To be done: Pick out each line in the rows below that contains the word "basket" and copy it.

Data to process:
────────────────────
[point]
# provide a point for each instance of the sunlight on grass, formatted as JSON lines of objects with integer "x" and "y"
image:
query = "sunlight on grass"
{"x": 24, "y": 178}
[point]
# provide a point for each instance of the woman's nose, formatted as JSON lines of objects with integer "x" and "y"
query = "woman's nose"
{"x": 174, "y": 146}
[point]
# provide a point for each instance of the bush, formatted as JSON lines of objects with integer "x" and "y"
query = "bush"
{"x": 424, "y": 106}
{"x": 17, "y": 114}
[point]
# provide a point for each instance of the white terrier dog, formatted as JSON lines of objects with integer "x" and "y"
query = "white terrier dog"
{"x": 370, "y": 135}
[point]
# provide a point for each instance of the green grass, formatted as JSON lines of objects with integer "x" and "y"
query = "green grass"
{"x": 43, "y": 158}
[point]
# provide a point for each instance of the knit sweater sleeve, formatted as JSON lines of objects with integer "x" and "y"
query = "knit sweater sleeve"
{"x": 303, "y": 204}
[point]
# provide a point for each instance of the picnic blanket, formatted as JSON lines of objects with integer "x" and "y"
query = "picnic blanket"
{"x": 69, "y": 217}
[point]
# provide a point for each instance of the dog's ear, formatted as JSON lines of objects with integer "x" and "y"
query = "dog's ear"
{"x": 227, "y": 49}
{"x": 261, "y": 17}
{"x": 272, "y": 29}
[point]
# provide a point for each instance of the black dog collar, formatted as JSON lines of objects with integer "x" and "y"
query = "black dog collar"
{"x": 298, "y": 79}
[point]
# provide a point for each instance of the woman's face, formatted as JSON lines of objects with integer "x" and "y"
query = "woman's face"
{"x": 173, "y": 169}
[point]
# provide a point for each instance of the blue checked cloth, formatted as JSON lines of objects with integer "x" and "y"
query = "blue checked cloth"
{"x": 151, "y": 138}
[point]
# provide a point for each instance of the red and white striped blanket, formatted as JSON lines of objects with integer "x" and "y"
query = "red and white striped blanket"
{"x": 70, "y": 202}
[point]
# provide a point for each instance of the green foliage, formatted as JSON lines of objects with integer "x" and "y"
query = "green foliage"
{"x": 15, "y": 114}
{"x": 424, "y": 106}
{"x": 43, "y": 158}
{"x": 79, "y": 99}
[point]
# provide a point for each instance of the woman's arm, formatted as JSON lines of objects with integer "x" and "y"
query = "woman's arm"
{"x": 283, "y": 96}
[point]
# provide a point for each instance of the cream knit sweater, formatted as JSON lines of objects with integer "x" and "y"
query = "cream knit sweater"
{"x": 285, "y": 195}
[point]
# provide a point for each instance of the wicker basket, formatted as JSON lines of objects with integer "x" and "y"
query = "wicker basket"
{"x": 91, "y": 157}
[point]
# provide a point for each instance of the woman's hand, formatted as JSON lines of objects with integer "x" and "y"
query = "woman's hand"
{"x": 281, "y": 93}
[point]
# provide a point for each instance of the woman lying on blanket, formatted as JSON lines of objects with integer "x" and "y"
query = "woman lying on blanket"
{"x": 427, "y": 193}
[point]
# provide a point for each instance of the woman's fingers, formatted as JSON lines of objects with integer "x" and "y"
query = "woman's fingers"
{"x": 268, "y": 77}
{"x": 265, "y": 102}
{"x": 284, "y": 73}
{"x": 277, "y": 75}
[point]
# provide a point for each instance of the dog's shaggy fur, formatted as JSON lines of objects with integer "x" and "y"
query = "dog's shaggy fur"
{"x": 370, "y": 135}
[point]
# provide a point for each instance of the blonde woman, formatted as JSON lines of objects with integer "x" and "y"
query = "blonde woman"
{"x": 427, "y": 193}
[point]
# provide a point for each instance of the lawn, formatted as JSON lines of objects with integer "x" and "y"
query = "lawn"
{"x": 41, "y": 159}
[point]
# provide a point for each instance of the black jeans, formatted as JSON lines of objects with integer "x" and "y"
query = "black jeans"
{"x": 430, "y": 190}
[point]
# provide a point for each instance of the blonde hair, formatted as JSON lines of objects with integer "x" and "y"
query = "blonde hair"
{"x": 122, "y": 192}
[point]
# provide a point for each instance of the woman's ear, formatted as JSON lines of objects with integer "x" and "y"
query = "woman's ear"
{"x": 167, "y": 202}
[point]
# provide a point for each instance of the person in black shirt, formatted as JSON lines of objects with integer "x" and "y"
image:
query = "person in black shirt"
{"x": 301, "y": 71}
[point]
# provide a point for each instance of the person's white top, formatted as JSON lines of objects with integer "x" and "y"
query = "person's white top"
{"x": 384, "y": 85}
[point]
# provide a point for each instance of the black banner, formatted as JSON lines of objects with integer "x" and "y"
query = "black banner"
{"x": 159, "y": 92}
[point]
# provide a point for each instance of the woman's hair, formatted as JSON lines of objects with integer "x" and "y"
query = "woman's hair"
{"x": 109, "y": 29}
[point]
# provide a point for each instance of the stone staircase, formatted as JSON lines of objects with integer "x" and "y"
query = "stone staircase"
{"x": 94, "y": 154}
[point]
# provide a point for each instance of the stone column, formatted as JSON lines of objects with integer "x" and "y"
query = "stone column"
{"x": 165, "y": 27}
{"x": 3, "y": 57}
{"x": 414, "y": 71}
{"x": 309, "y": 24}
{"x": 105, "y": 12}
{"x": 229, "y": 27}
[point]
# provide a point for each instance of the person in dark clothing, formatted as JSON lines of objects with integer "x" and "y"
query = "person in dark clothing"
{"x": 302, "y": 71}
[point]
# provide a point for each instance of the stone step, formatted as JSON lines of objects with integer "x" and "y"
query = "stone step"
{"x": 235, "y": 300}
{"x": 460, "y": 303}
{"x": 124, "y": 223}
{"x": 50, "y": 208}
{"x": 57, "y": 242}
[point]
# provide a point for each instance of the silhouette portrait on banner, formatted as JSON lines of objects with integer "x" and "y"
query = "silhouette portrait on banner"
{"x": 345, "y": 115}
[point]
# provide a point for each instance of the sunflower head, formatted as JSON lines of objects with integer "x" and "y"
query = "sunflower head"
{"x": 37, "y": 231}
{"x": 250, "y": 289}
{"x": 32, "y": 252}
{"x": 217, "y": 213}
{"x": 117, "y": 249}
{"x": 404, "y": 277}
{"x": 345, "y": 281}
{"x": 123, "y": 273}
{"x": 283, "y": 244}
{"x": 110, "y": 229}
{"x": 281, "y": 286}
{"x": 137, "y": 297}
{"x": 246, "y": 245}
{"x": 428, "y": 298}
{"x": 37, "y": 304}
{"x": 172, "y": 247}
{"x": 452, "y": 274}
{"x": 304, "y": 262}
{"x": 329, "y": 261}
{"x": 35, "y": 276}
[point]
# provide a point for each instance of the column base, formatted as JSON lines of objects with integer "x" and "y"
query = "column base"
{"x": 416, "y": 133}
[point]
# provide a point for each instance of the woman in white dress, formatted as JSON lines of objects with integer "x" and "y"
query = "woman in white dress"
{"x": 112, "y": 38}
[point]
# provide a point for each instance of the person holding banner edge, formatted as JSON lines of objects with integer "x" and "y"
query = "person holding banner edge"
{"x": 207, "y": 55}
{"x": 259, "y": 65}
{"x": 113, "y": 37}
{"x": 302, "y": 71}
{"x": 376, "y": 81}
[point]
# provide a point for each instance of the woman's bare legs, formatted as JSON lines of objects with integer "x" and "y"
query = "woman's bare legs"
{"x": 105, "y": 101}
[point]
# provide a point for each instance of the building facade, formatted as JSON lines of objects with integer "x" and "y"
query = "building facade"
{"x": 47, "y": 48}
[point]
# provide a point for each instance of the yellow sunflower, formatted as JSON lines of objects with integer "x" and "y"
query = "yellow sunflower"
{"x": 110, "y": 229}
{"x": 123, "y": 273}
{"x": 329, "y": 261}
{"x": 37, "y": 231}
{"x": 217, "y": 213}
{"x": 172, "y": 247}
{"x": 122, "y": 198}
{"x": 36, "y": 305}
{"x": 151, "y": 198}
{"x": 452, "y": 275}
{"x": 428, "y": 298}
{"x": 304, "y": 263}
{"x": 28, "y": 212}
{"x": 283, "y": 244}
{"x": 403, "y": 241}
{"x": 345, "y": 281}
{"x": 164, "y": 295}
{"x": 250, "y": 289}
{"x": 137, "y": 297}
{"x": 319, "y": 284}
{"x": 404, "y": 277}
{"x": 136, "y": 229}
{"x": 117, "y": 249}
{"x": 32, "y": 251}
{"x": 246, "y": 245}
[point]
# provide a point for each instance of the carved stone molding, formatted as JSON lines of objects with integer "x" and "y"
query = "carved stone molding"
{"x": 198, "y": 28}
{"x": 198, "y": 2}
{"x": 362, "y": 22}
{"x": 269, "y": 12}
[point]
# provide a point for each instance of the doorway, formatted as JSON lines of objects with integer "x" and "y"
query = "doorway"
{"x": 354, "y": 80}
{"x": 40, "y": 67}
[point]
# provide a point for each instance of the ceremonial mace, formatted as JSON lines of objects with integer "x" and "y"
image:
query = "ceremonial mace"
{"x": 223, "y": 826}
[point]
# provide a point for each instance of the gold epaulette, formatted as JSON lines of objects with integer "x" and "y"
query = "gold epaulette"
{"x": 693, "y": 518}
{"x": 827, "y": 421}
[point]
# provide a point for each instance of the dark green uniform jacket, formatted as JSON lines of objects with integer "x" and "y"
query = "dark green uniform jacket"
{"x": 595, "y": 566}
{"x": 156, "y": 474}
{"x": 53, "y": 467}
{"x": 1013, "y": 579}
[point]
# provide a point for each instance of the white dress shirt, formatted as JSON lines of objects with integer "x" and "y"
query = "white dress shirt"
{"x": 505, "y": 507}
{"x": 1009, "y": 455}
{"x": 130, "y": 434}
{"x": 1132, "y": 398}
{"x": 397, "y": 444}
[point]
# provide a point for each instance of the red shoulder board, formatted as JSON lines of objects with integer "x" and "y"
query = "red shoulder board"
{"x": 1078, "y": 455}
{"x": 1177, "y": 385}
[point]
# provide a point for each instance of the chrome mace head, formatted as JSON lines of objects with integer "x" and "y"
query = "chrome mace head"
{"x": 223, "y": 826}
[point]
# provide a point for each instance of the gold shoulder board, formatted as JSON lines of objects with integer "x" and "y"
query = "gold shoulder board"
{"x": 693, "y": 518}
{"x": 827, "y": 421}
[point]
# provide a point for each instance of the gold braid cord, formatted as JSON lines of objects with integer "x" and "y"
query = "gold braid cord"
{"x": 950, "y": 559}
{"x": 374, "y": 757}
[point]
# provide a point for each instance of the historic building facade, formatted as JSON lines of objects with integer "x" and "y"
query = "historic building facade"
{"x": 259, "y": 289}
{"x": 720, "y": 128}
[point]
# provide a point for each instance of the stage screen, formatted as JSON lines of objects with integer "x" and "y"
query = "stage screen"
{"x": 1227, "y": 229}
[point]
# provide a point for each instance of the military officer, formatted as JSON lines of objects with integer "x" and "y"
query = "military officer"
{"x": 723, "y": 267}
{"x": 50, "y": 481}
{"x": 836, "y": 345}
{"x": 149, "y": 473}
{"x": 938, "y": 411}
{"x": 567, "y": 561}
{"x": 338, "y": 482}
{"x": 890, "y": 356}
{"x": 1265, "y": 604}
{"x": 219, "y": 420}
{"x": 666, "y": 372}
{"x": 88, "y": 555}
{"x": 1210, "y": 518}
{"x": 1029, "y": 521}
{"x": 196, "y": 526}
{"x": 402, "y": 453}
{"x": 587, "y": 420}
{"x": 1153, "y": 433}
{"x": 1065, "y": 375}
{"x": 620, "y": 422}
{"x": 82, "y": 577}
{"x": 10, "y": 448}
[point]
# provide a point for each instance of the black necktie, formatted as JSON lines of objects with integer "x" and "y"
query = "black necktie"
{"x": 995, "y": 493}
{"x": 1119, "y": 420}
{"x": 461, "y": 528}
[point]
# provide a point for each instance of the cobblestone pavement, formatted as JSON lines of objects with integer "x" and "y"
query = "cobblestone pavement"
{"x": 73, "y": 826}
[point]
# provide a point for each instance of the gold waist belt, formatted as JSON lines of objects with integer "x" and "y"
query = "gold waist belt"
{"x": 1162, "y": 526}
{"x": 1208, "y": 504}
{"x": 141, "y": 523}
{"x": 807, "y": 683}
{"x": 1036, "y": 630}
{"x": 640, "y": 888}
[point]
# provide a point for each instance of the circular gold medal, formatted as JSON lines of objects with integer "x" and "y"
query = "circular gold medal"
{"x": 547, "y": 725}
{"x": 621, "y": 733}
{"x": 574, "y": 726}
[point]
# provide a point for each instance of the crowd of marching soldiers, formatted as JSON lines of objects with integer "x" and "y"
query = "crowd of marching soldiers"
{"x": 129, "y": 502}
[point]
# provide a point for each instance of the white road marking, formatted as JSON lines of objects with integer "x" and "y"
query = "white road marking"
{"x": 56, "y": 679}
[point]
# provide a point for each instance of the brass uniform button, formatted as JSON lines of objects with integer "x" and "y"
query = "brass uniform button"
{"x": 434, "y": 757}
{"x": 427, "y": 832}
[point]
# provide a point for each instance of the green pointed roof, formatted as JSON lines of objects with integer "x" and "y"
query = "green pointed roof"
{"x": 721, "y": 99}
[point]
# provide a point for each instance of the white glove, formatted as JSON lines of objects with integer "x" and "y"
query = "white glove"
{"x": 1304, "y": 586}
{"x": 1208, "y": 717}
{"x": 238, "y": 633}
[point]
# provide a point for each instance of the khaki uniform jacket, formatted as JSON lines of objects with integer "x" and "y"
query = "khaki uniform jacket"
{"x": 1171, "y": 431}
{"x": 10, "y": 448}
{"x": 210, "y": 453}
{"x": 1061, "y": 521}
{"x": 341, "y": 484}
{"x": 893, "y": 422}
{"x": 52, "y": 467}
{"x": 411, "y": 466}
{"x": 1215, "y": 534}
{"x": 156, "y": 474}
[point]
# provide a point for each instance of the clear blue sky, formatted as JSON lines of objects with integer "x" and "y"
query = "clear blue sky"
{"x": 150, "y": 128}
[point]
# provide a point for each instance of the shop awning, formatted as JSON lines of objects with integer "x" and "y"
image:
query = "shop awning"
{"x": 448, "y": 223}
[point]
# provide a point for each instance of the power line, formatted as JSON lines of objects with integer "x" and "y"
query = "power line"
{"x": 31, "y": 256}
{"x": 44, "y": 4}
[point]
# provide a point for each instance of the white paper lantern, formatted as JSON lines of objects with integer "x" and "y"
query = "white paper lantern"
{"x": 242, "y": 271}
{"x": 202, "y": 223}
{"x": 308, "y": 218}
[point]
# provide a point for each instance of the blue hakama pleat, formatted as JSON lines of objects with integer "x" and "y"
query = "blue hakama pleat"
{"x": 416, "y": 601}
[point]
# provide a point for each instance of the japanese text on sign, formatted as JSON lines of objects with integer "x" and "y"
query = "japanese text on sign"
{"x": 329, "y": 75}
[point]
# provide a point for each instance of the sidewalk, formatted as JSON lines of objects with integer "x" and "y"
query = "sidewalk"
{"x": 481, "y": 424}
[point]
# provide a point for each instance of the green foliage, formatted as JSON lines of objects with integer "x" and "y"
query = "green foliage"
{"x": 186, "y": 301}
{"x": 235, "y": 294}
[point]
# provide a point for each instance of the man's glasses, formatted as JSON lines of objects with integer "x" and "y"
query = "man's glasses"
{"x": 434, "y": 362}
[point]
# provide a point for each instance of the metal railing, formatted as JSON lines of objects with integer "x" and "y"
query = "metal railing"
────────────────────
Right answer:
# provide a point for each instance of the wicker basket, formatted as JSON lines of objects with integer "x" and "y"
query = "wicker basket"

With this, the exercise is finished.